### WHAT TO PRODUCE
Continue the forum thread about adopting a dog from where it stops.

### QUOTED TEXT
I have had the pleasure of sharing my life with 5 wonderful dogs over the past 23 years and all were rescues. Adopting through a reputable rescue can be demanding but you do know pretty much what you're ending up with, especially if you get an adult dog. It does take more patience than adopting from some breeders while other breeders are pretty rigorous in their selection process for owners. 

My lifestyle sounds much like yours: I need an active, intelligent and adaptable dog who can travel with me and who enjoys an active lifestyle. It took me several months to find Rafi, my current dog. It was well worth the effort and the wait as he is absolutely perfect for my lifestyle.


----------



## JakodaCD OA (May 14, 2000)

Since Blackthorne and GSDBEST both posters to this topic are in your neighborhood, it may benefit you to contact them privately and see what's available/if they having something that would fit the bill for you..

GSDBest has some AWESOME looking puppies in the photo section)

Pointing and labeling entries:
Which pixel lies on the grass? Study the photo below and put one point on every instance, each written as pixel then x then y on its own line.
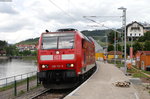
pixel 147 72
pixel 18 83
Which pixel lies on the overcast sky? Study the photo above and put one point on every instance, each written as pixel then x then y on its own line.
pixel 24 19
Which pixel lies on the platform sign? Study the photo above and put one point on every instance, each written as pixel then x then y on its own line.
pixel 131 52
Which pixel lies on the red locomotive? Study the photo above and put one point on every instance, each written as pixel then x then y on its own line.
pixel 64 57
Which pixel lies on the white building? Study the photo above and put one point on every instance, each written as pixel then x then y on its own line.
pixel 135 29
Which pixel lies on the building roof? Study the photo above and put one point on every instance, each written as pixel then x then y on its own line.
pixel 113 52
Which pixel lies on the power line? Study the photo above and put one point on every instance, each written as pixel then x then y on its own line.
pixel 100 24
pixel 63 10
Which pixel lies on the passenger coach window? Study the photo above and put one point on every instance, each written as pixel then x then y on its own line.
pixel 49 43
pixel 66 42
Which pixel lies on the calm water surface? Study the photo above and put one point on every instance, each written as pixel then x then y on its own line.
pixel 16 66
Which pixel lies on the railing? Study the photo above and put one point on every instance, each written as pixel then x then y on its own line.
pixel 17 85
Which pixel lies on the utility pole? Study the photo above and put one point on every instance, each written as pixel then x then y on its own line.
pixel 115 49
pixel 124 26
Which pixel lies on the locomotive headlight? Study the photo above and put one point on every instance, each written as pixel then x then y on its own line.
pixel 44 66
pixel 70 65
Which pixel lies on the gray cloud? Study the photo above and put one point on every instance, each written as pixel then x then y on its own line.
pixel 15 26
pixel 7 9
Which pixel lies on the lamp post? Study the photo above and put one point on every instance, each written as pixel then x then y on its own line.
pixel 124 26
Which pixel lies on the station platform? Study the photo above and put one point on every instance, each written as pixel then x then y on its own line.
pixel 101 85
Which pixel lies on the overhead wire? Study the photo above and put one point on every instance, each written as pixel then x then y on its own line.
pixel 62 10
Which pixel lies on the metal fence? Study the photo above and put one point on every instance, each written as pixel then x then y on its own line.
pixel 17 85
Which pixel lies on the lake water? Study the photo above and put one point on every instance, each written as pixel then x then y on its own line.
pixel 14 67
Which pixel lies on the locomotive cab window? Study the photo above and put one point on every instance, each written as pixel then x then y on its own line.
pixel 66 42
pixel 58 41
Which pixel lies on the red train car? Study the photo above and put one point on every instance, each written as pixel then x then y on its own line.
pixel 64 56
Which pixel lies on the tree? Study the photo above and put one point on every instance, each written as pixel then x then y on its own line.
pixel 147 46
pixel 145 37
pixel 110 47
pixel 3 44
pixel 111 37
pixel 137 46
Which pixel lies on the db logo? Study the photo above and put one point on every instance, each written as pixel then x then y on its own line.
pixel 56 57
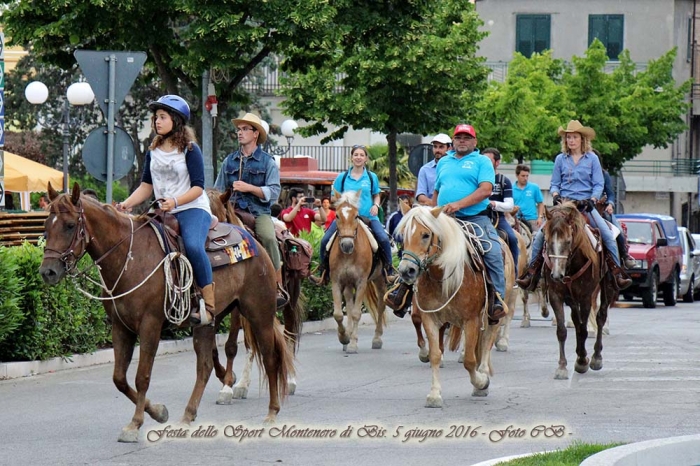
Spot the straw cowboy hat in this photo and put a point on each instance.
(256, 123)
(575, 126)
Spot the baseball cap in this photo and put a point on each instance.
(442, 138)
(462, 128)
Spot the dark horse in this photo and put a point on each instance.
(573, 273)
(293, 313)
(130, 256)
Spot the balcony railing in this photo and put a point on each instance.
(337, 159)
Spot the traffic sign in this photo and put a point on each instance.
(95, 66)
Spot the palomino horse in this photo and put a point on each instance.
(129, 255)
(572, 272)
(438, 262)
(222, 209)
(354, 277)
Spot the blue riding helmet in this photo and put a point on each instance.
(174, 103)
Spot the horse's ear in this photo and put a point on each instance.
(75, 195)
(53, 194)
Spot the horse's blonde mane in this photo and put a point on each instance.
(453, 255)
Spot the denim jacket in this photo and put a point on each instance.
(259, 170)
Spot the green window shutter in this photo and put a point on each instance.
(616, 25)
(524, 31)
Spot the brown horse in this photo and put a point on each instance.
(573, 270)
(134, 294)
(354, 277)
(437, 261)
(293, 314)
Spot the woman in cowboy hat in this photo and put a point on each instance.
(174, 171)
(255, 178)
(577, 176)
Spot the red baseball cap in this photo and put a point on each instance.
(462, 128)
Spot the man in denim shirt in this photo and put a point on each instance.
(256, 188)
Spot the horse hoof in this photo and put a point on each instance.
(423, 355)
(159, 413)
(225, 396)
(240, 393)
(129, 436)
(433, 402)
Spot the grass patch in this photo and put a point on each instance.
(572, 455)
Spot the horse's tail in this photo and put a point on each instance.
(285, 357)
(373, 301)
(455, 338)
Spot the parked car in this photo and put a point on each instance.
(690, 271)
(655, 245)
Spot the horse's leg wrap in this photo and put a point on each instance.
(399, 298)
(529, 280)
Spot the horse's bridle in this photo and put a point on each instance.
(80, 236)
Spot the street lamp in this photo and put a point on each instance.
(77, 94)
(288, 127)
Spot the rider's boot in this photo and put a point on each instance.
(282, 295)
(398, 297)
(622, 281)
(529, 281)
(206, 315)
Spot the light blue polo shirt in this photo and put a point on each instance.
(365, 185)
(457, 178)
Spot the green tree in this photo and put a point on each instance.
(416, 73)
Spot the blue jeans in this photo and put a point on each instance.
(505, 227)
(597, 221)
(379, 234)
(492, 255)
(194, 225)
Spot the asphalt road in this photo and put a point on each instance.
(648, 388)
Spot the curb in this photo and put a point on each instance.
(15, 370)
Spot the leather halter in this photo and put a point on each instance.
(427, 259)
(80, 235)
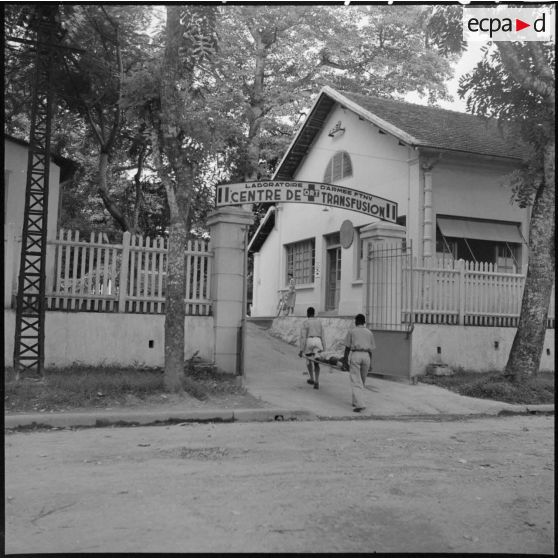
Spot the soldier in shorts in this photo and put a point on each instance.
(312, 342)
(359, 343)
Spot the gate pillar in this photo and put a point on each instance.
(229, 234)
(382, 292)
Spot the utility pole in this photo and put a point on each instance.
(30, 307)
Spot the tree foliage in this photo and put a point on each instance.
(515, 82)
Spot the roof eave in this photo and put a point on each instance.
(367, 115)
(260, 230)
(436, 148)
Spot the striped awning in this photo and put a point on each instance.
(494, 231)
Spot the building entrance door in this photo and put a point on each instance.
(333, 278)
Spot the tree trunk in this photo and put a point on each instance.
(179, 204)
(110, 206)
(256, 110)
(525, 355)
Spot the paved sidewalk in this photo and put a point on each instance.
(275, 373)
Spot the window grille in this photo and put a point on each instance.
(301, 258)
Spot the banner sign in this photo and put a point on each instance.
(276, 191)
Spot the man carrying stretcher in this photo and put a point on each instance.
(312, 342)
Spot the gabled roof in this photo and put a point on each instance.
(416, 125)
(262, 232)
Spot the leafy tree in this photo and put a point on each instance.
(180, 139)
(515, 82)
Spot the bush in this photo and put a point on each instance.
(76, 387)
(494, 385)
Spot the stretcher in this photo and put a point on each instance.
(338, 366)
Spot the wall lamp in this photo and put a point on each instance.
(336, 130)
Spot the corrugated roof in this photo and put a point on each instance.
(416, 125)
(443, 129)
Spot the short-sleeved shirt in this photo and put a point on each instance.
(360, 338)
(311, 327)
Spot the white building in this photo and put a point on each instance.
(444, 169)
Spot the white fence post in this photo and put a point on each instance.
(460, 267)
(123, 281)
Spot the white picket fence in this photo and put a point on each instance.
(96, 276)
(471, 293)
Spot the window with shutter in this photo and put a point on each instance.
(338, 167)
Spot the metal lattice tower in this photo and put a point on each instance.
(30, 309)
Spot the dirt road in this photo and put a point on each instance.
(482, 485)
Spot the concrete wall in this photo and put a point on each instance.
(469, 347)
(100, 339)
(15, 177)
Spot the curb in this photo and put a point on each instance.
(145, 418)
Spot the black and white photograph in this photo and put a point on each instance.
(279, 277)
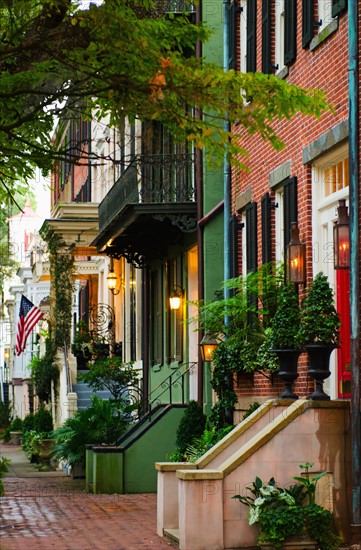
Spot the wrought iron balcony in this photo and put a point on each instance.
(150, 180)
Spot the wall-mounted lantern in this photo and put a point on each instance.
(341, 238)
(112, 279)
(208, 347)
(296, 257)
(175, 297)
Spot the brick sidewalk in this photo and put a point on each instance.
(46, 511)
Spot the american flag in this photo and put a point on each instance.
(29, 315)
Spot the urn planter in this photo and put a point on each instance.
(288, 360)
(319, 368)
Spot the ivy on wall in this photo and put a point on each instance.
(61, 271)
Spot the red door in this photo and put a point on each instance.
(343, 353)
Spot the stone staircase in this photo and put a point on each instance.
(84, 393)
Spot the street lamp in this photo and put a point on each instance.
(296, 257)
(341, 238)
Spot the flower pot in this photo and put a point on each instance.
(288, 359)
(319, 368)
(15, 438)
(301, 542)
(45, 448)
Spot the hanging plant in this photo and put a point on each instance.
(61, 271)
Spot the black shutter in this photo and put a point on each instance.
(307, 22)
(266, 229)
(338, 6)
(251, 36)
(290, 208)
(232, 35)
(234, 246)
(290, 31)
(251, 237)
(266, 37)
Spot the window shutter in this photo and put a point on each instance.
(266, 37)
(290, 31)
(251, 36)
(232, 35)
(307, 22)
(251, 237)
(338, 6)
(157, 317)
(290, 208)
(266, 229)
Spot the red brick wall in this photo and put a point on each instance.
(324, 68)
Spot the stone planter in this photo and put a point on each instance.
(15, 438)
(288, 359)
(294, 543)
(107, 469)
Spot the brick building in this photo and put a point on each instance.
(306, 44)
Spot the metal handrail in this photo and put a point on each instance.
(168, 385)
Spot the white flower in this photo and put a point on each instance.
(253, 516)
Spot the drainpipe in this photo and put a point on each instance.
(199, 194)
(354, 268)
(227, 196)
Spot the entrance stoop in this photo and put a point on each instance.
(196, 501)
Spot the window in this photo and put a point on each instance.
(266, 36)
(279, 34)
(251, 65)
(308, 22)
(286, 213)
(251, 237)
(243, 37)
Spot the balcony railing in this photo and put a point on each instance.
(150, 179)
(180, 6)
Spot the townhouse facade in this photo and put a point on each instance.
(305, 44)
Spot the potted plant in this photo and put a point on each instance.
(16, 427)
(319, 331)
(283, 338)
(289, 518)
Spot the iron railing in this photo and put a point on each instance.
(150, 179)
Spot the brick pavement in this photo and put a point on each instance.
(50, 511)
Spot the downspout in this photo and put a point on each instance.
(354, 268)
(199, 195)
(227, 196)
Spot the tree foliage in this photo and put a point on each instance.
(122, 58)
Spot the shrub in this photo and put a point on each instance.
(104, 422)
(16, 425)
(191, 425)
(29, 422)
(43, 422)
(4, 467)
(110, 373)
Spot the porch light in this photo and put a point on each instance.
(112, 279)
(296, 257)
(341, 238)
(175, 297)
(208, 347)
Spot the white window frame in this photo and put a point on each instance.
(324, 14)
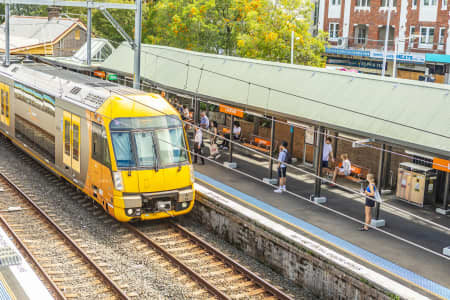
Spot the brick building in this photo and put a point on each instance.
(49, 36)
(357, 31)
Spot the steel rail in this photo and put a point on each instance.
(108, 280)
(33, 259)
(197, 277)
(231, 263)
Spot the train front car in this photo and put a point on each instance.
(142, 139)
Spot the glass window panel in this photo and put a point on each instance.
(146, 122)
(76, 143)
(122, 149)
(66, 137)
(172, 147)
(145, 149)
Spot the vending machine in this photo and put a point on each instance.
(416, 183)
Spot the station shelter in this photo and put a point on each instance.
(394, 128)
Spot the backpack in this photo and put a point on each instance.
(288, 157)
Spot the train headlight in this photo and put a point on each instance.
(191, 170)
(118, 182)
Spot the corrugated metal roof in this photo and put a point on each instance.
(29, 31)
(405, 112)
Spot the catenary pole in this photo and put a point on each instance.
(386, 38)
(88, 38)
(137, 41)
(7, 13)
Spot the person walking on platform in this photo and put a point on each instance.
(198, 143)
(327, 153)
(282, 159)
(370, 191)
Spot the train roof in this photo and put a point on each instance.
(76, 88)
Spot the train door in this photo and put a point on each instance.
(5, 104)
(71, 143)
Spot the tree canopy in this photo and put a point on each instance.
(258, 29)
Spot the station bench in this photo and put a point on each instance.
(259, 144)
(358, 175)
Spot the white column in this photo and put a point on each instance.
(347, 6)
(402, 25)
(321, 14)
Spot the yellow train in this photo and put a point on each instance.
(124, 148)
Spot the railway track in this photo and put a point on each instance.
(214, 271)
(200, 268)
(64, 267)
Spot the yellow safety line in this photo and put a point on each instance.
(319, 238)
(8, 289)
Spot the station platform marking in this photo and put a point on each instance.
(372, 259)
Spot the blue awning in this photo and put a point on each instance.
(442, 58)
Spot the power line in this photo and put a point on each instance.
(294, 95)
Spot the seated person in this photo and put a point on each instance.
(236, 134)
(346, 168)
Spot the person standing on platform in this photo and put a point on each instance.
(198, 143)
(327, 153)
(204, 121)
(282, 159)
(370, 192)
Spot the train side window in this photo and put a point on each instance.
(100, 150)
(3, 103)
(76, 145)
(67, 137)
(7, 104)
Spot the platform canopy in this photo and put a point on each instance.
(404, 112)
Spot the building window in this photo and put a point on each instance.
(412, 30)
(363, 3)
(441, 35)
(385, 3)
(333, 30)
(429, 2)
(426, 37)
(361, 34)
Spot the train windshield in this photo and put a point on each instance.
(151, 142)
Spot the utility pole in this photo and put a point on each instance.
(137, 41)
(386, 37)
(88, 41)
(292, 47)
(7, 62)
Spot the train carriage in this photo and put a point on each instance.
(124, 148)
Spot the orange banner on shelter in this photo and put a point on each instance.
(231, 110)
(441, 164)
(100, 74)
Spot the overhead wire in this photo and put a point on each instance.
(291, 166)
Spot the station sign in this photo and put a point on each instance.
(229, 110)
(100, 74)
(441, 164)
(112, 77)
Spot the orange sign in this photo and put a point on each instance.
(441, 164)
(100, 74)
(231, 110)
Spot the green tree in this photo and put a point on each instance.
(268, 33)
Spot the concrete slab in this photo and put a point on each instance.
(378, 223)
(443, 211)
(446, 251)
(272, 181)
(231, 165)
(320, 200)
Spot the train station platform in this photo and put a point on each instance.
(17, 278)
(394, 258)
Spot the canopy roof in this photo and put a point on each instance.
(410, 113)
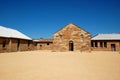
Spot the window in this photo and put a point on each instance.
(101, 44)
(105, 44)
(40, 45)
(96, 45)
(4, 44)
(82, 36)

### TASK ANSWER
----------



## Klaus13 (May 18, 2010)

Ok..to start, my mom bred cockers. I pretty much did everything pertaining to pups,vetting,to paperwork.

I was only 14 when she started. We have had cocker pups in larger areas than that pic that was shown. I made sure we never had someone come to view a pup in anything but a clean box,fresh papers even washed them if they managed to get a spot on them!I would think that if you were sending the best possible pics to show your pups,that would not qualify as one. That is terrible! I did count 11 pups in there myself! For $850,they could definitely do better than that homemade box!

I know they would profit that $200 from you,but I would definitely look elsewhere. I admit I got my boy from a BYB, and the premises and conditions of all 11 pups from my boys litter was immaculate! Better than some higher end breeders I may add,not to offend anyone here.I hope you can find the right pup for you. It really bugs me when someone in the situation you're in caves and gets the pup because 1.you already placed a non refundable deposit and 2.feel the need to save it.


----------



## KZoppa (Aug 14, 2010)

i would definitely say to check petfinder.com. i've found so many GSDs on there needing good homes. Its been crazy hard not to contact the rescues for a couple of the dogs they have.


----------



## Jessiewessie99 (Mar 6, 2009)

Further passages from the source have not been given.